▶ Task prompt: Should the word "each" occur in a line of the records, copy that line.

▶ Supplied material:
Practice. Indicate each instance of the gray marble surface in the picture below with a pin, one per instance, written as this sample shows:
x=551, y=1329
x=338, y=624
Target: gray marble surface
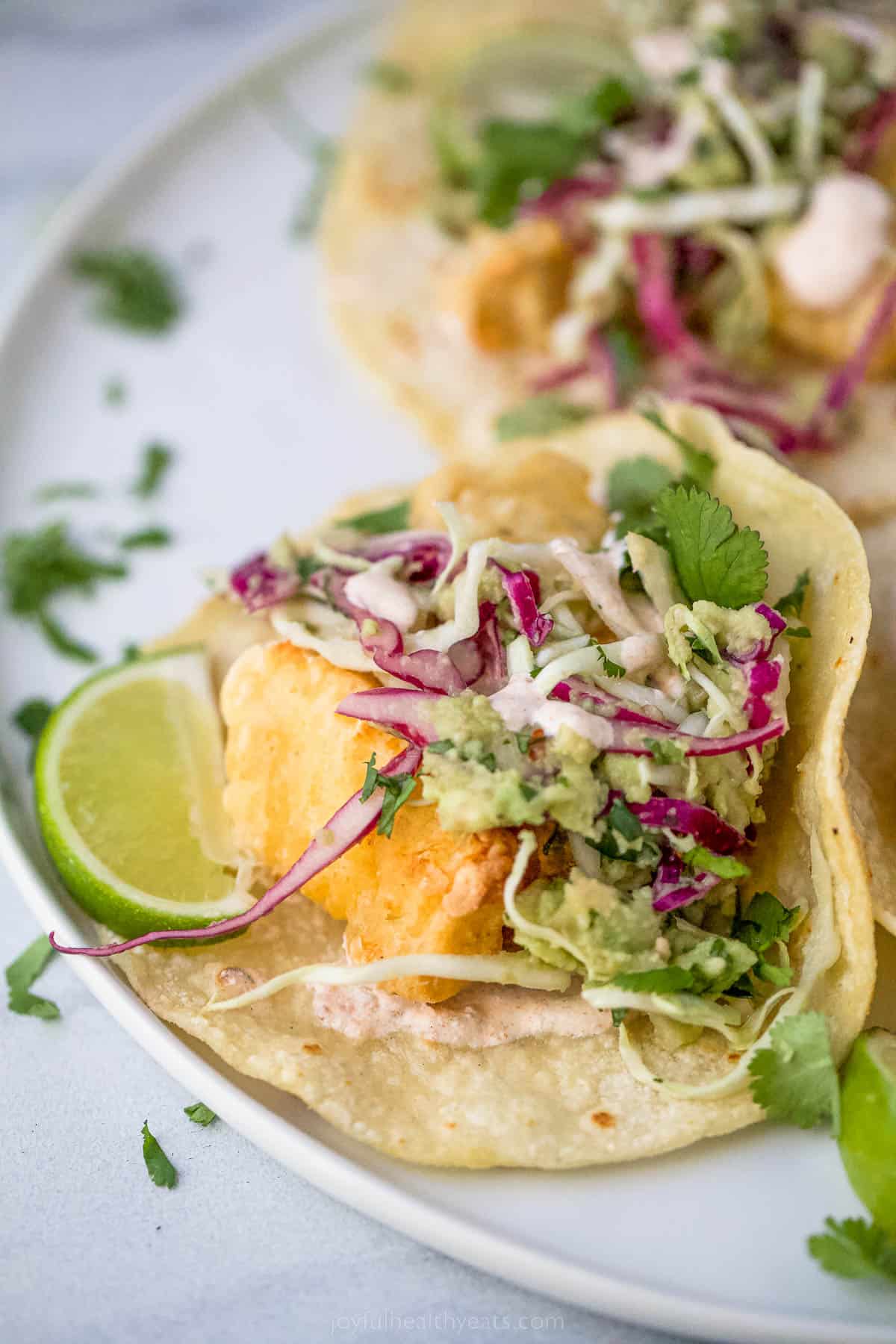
x=242, y=1250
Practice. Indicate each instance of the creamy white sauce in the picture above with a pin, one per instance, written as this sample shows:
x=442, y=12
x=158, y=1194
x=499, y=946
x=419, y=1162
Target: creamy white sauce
x=476, y=1019
x=665, y=54
x=837, y=243
x=376, y=591
x=600, y=578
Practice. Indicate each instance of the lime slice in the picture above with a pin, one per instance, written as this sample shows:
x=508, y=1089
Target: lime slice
x=129, y=780
x=868, y=1124
x=519, y=77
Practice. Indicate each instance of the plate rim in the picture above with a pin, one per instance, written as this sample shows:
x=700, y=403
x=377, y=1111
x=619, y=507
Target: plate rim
x=343, y=1177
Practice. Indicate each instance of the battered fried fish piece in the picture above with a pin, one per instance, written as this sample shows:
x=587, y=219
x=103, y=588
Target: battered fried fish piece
x=541, y=497
x=292, y=762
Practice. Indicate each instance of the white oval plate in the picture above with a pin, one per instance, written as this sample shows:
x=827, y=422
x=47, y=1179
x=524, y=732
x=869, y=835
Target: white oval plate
x=272, y=425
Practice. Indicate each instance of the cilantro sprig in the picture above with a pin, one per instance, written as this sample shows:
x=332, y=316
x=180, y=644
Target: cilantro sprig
x=136, y=289
x=541, y=414
x=20, y=976
x=396, y=791
x=159, y=1166
x=715, y=559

▶ Answer box:
Practice. Indicate each instance of the gray marble surface in the picture below with a pin, one per instance, written as this sample shows:
Practice. Indicate each instance of the creamy white sauce in the picture above with a pin, one per instance, written as this sample shows:
Practice. Indicate each instance of the lime slice in the picture above with a pin, one per instance, written as this sample shows:
Practice. Indicate each instance of the plate rim in the picture above with a pin, one per instance, written as this sample shows:
Practice. Indicate each instance of the battered fried fish piece in the picture above with a pin, one per instance, written as this sample shows:
Practice. Indicate each instance of the white oval plate in the picture above with a pin, one per instance, written as this sample shows:
Practice. Indicate each instance of the cilantro sprig in the picture above with a pin, one per instance, written as this sample shows:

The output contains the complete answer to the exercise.